OBJECTIVE:
Copy nothing but the lines from the one containing "point: the black hooded" through the last line of the records, repeated exactly and without pictures.

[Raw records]
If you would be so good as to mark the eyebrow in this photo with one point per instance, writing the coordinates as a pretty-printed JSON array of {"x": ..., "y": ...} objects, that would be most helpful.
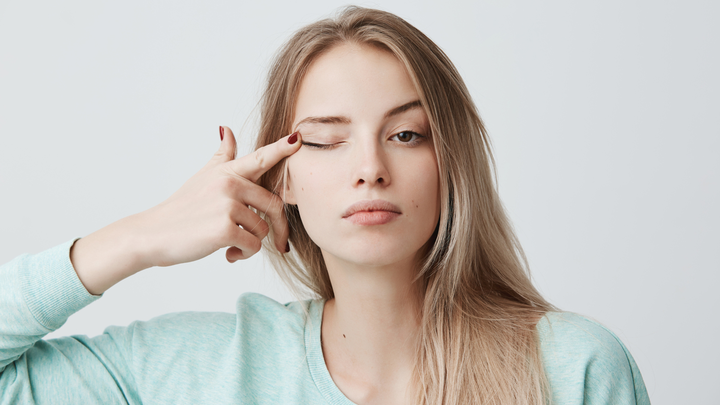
[{"x": 345, "y": 120}]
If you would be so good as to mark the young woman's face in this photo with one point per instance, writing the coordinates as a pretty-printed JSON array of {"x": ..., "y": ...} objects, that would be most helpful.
[{"x": 366, "y": 139}]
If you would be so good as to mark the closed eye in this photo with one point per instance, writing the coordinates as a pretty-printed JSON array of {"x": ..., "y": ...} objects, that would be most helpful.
[{"x": 318, "y": 145}]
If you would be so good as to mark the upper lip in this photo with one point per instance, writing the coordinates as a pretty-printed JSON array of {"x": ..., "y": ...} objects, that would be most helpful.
[{"x": 371, "y": 205}]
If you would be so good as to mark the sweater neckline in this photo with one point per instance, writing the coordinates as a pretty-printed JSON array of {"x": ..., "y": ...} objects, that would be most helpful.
[{"x": 316, "y": 359}]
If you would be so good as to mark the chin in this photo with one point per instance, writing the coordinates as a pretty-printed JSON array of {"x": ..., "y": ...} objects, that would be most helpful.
[{"x": 373, "y": 253}]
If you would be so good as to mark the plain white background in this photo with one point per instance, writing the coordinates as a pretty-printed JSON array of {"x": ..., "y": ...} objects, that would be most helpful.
[{"x": 603, "y": 116}]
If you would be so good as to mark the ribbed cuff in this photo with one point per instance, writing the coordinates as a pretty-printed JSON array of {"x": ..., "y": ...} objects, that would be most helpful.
[{"x": 51, "y": 287}]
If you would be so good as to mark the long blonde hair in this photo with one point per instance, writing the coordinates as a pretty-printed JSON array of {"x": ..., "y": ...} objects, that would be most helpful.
[{"x": 478, "y": 342}]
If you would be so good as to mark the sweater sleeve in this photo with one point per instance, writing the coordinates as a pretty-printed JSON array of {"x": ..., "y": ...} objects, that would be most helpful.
[
  {"x": 38, "y": 293},
  {"x": 586, "y": 363}
]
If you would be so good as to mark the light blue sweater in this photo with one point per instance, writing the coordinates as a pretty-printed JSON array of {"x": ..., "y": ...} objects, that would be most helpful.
[{"x": 266, "y": 353}]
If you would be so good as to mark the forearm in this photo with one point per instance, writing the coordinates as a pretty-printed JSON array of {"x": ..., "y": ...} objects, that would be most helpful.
[{"x": 111, "y": 254}]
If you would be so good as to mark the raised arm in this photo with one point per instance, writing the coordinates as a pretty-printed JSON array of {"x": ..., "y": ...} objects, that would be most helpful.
[{"x": 39, "y": 292}]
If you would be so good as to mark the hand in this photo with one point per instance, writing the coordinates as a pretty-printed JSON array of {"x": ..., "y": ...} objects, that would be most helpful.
[{"x": 204, "y": 214}]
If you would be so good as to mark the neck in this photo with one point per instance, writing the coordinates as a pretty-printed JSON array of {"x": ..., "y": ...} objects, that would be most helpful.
[{"x": 369, "y": 329}]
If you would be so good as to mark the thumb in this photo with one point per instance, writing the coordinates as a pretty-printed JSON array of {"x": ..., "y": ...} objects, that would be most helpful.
[{"x": 228, "y": 146}]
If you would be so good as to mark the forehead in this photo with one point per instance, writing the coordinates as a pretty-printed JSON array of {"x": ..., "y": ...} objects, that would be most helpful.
[{"x": 358, "y": 81}]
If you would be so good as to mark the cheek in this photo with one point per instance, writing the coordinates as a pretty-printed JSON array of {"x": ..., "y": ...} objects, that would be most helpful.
[{"x": 311, "y": 185}]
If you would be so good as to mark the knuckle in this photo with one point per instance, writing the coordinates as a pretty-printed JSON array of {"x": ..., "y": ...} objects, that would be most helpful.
[
  {"x": 254, "y": 245},
  {"x": 260, "y": 158},
  {"x": 227, "y": 183},
  {"x": 263, "y": 229}
]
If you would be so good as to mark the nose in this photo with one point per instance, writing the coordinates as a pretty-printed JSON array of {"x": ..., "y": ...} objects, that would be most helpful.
[{"x": 370, "y": 168}]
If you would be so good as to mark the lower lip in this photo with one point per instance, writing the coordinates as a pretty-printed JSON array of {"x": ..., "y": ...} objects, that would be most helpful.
[{"x": 372, "y": 217}]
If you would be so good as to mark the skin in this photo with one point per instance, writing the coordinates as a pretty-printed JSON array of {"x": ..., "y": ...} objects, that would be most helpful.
[{"x": 369, "y": 329}]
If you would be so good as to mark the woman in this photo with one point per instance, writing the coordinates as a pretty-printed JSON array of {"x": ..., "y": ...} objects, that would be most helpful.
[{"x": 381, "y": 202}]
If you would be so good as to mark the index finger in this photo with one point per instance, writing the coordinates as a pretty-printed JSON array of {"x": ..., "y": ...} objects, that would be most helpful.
[{"x": 253, "y": 165}]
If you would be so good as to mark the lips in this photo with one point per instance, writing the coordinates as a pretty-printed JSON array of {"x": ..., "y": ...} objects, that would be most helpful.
[{"x": 372, "y": 212}]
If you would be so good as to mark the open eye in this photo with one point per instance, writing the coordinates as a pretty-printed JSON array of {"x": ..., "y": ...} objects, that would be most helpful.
[{"x": 409, "y": 137}]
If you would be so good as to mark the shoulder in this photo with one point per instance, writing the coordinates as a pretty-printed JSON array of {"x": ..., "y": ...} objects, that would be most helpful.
[
  {"x": 252, "y": 310},
  {"x": 586, "y": 362},
  {"x": 256, "y": 317}
]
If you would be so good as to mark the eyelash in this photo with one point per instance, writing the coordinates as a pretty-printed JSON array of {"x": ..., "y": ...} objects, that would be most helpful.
[{"x": 412, "y": 142}]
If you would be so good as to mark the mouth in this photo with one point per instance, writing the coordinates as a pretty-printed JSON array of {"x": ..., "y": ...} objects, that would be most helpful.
[{"x": 372, "y": 212}]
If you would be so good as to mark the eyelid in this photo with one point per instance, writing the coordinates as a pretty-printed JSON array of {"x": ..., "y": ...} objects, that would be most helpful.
[
  {"x": 317, "y": 145},
  {"x": 412, "y": 141}
]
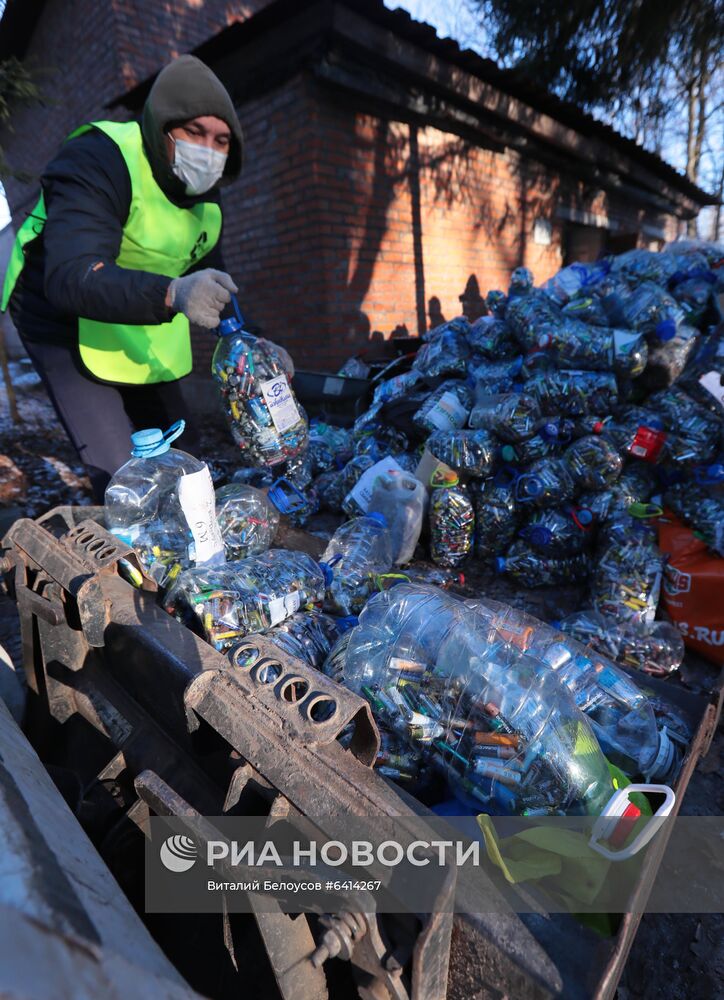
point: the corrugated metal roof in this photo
(525, 90)
(16, 28)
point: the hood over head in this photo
(185, 89)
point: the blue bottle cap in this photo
(713, 473)
(666, 329)
(529, 486)
(540, 535)
(152, 442)
(345, 624)
(228, 326)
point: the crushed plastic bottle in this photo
(594, 463)
(569, 282)
(656, 649)
(635, 431)
(326, 443)
(558, 532)
(329, 487)
(496, 376)
(549, 439)
(452, 521)
(446, 355)
(573, 393)
(521, 282)
(247, 519)
(359, 550)
(265, 419)
(162, 503)
(496, 302)
(650, 310)
(396, 386)
(457, 325)
(350, 476)
(471, 452)
(491, 337)
(588, 309)
(667, 360)
(511, 416)
(497, 516)
(620, 715)
(445, 409)
(532, 316)
(535, 570)
(626, 580)
(401, 499)
(576, 345)
(545, 483)
(228, 602)
(506, 731)
(694, 431)
(639, 265)
(308, 635)
(695, 296)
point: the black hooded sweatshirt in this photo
(87, 191)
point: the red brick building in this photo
(386, 170)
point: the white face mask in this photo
(199, 167)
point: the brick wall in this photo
(151, 33)
(344, 225)
(273, 223)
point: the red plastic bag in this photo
(693, 590)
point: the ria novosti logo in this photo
(178, 853)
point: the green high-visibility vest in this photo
(159, 237)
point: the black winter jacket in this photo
(87, 191)
(70, 269)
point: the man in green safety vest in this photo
(119, 254)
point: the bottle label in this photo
(624, 342)
(712, 383)
(198, 503)
(127, 535)
(362, 491)
(278, 397)
(448, 413)
(282, 607)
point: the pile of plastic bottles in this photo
(569, 414)
(540, 442)
(509, 710)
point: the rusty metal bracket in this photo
(74, 561)
(302, 701)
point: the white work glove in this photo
(201, 296)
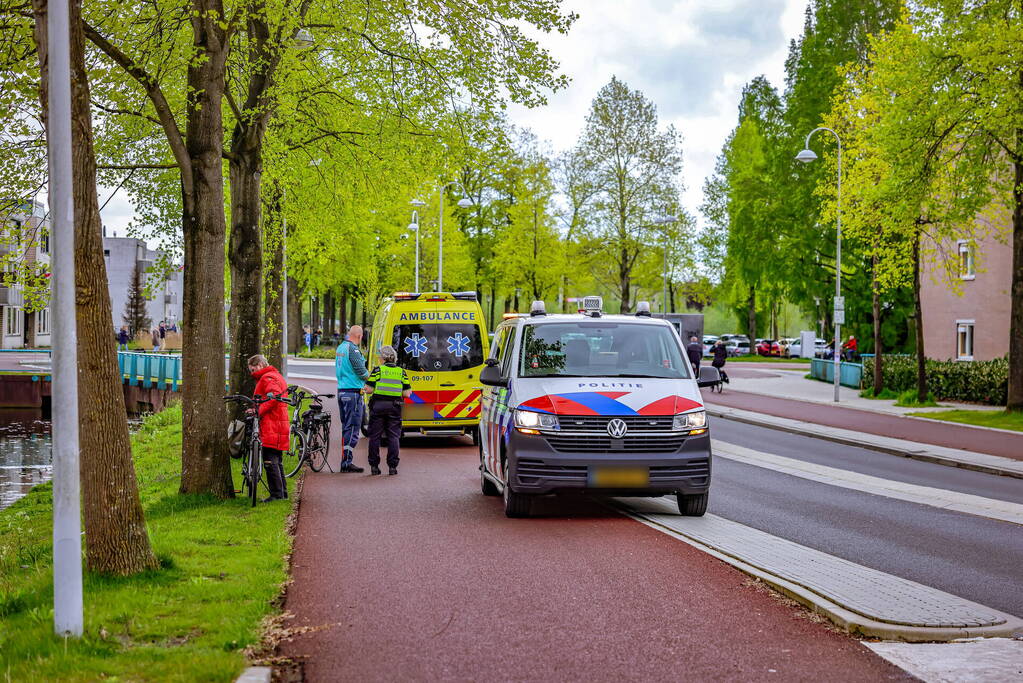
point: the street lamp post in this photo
(806, 156)
(463, 202)
(414, 227)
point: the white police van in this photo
(591, 402)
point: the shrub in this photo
(972, 381)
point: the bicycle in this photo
(252, 458)
(310, 431)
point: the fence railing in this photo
(159, 370)
(850, 374)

PROBLEM SOLUTION:
point: the black hooded sweatshirt in this photo
(87, 191)
point: the red brick building in this photo
(386, 170)
point: the white face mask in this photo
(199, 167)
point: the brick wall in this photo
(151, 33)
(344, 225)
(273, 223)
point: the red plastic bag in this photo
(693, 590)
point: the ria novosti logo in this photo
(178, 853)
point: the green high-visibility vest in this photo
(159, 237)
point: the black winter jacket in this photo
(87, 191)
(70, 269)
point: the man in green safety vest in this photo
(119, 254)
point: the bottle label in this photo
(624, 342)
(712, 383)
(198, 503)
(127, 535)
(362, 491)
(278, 397)
(448, 413)
(282, 607)
point: the pile of plastic bottles in this photo
(569, 414)
(540, 442)
(509, 710)
point: the rusty metal bracket in this photo
(74, 561)
(302, 701)
point: the white work glove in this photo
(201, 296)
point: the street lamp post in this photo
(806, 156)
(463, 202)
(414, 227)
point: the white police van in this photo
(591, 402)
point: the shrub in this photo
(972, 381)
point: the bicycle in this photo
(252, 458)
(310, 431)
point: the fence railing in this photo
(159, 370)
(850, 374)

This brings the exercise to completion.